EXERCISE BRIEF:
Filter the entries, keeping every line with the string "clicks".
═════ RECORDED INFORMATION ═════
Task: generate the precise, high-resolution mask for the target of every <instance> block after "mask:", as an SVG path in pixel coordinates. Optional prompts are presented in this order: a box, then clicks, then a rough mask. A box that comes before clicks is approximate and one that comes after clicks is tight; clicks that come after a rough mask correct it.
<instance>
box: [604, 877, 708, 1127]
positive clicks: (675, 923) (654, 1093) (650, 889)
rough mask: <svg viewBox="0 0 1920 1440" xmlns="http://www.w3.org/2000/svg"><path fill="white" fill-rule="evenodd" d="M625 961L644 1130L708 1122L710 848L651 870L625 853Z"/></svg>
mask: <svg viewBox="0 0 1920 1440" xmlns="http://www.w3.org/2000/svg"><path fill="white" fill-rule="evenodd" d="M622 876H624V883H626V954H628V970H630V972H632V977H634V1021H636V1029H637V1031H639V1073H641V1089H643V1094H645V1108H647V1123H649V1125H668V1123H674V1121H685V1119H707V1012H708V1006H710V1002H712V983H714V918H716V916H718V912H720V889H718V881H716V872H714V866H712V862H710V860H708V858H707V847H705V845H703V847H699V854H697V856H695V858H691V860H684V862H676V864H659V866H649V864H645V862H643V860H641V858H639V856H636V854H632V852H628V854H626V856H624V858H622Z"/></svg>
═════
ANSWER BELOW:
Task: generate the precise, high-resolution mask for the target of every <instance> block after "mask:", as an SVG path in pixel coordinates. Optional prompts are presented in this order: a box, then clicks, then a rough mask. A box that comes before clicks is approximate and one that comes after clicks is tight; clicks that come after a rough mask correct it.
positive clicks: (675, 923) (654, 1093) (650, 889)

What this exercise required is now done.